▶ **WORK TO BE COMPLETED**
Return each line below that contains the string "clay", copied without changes. Treat uppercase and lowercase letters as different.

(Coordinate annotation entries)
----------
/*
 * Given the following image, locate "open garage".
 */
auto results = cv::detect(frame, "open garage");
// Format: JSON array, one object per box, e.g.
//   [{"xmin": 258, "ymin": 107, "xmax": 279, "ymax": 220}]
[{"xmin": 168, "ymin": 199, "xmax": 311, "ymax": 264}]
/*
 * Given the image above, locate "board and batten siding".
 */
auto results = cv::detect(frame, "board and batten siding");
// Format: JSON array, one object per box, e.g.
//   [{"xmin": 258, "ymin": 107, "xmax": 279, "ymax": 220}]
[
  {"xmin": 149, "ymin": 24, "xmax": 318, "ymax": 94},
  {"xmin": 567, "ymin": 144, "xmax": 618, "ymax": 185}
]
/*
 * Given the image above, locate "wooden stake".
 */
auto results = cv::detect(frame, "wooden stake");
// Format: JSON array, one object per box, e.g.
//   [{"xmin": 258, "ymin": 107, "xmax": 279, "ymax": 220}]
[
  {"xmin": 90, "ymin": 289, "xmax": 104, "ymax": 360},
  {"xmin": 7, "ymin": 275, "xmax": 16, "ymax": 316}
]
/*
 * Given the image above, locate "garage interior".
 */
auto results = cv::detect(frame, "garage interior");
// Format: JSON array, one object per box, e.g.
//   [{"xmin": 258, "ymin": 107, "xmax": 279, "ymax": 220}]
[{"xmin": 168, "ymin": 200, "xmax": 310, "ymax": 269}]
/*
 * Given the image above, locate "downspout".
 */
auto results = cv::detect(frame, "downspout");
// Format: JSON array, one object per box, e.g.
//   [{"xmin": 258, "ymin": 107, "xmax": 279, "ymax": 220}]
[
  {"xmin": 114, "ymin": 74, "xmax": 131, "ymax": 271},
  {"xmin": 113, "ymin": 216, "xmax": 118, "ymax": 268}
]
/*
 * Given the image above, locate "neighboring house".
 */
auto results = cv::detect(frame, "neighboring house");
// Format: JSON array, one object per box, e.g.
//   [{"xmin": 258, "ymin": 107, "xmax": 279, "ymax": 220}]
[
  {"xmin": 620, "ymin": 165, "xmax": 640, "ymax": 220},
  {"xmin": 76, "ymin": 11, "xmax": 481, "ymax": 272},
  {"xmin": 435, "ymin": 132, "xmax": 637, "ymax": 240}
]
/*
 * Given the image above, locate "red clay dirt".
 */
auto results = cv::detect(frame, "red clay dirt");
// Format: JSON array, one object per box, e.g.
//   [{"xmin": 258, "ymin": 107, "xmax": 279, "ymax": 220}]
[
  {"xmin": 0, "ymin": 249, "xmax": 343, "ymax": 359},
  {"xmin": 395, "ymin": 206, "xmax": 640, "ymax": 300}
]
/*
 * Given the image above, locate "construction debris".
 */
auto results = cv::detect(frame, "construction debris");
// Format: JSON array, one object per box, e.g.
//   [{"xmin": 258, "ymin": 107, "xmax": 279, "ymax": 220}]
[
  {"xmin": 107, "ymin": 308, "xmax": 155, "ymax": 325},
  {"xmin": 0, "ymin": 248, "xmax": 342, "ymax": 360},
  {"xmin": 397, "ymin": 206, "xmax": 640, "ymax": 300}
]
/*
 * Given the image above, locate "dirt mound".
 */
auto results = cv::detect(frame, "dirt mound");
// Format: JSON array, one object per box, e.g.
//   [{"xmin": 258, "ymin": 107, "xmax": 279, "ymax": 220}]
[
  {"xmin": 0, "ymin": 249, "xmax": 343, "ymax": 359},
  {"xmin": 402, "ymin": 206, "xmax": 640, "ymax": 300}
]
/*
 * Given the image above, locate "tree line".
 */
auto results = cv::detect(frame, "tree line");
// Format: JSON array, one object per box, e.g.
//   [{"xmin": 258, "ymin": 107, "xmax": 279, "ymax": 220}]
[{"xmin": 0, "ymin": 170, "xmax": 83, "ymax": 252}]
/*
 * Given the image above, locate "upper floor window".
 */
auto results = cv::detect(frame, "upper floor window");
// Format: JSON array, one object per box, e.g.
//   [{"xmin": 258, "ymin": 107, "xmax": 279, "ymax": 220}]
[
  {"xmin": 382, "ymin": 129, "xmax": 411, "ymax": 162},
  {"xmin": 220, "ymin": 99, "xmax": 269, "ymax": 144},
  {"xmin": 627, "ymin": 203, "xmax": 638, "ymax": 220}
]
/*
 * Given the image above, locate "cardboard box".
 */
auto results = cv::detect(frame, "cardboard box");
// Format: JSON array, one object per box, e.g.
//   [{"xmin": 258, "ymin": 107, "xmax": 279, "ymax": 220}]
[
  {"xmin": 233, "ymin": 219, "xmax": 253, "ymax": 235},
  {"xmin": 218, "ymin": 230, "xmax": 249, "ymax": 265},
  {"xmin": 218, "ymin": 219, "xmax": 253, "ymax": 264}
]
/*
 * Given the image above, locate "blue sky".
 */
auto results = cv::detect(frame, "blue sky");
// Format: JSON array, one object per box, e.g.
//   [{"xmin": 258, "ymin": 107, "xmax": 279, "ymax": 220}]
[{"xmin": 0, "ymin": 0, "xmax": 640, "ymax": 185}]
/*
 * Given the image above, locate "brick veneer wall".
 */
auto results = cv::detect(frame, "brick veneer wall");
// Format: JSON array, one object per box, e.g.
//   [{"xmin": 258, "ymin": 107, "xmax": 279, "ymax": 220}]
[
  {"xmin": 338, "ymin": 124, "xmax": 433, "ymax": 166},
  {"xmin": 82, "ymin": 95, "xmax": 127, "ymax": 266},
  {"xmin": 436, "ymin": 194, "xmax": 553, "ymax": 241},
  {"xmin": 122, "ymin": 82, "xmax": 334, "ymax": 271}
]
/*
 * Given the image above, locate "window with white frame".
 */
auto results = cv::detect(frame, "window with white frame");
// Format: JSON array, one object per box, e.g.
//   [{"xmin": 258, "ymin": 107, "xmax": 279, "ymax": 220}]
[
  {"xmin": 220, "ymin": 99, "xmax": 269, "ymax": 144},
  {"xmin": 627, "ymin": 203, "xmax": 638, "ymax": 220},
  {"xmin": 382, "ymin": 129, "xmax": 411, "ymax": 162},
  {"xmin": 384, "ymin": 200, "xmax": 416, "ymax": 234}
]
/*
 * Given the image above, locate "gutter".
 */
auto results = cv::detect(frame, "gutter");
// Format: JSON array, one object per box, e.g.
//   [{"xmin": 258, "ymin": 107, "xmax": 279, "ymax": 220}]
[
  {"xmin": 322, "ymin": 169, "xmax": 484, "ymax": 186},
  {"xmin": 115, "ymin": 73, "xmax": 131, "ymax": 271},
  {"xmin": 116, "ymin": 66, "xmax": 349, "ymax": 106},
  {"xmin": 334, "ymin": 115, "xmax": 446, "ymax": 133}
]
----------
▶ **EXERCISE ANSWER**
 * Given the image above, locate "red clay dirt".
auto results = cv::detect(frame, "red clay dirt");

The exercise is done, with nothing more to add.